▶ [Reading text]
We wound up loving the house, though, or at least loving it more than we'd loved others we'd looked at, and seeing as we were essentially being evicted at the time, we decided to take the plunge.

It turned out to be one of the best possible moves we could have made.  There's something about this street that cultivates community in a way that I've never experienced it anywhere else: I know not only my immediate neighbors, but many of the people up and down the street.  I feel like I could walk over to any house and ask to borrow and egg, or a cup of flour, or a pair of jumper cables.  People bake casseroles when babies are born and when family members are sick.  The guy who owns a painting business has painted many of the houses (though whether he follows through on promised touch-ups is another story).  You can hear the neighbors playing their homework at the piano teacher's house.  We have babysitters three doors down.  I carpool to yoga with two of the women on the street.  It's really an awesome place to live.  And oddly enough, people who move here seem to fit right in, even if they don't stay long.  (How I can say this just after a post about my inability to connect with the SAHMs on the street is complicated ... let's just say it's a different kind of relationship.)

This week I'm watching one of the neighbors' children for a few days, because his mom is a teacher, and has a gap in care between the end of his daycare and the beginning of her summer break.  I'm not doing it because I'm a great human being; it's more that I know exactly what it feels like to be in a bind for child care ... those snowy mornings when we got an early phone call, and S. and I both had to go to work, are the worst.  He's a very active little boy, and I've kept my own son home from school/camp this week to play with him, but honestly, I feel a little drained after today ... especially since I'm also managing the (minimalist) napping and (insatiable) nursing schedule of my four month old.  I've been rummaging in the pantry for stamina, and finding dark chocolate and multigrain tortilla chips, instead.  No wonder I can't lose these last 10 pounds.

▶ [Provided data]

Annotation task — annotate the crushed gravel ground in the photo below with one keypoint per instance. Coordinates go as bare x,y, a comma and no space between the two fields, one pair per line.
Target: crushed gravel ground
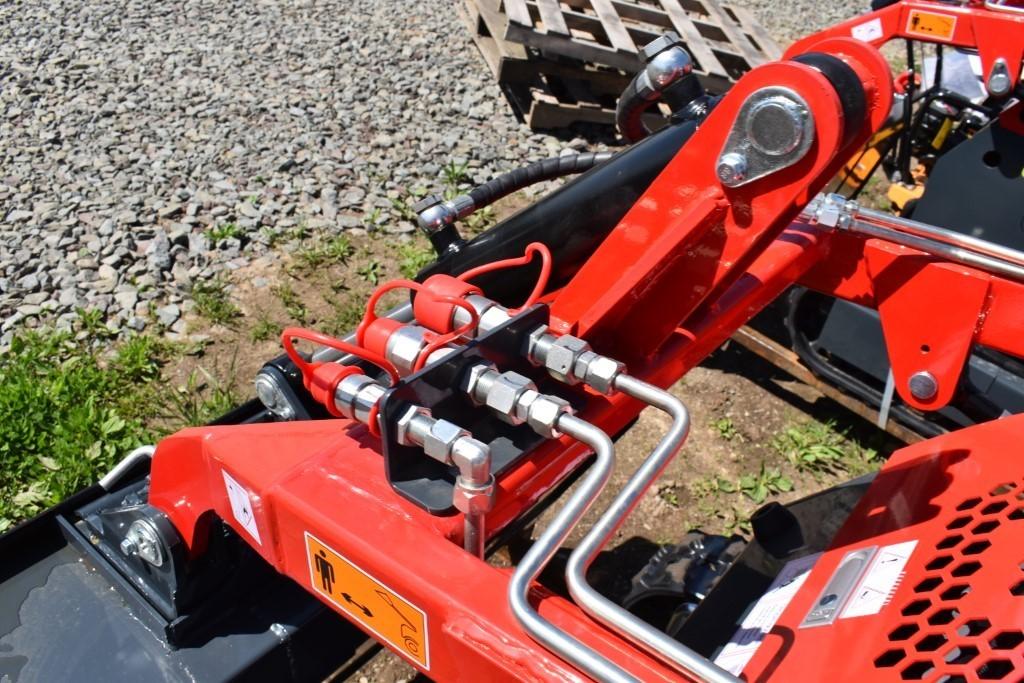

▶ [Given exercise 1]
Answer these from the passage about life on the street:
(a) Who does the writer carpool to yoga with?
(b) Why does the neighbor's child need care this week?
(c) How old is the writer's youngest child?
▶ [Given exercise 2] Quote the passage about life on the street, starting with "This week I'm" and going on through "last 10 pounds.".

▶ [Exercise output 1]
(a) Two of the women on the street.
(b) His mom is a teacher and has a gap in care between the end of his daycare and the beginning of her summer break.
(c) Four months old.

▶ [Exercise output 2]
This week I'm watching one of the neighbors' children for a few days, because his mom is a teacher, and has a gap in care between the end of his daycare and the beginning of her summer break.  I'm not doing it because I'm a great human being; it's more that I know exactly what it feels like to be in a bind for child care ... those snowy mornings when we got an early phone call, and S. and I both had to go to work, are the worst.  He's a very active little boy, and I've kept my own son home from school/camp this week to play with him, but honestly, I feel a little drained after today ... especially since I'm also managing the (minimalist) napping and (insatiable) nursing schedule of my four month old.  I've been rummaging in the pantry for stamina, and finding dark chocolate and multigrain tortilla chips, instead.  No wonder I can't lose these last 10 pounds.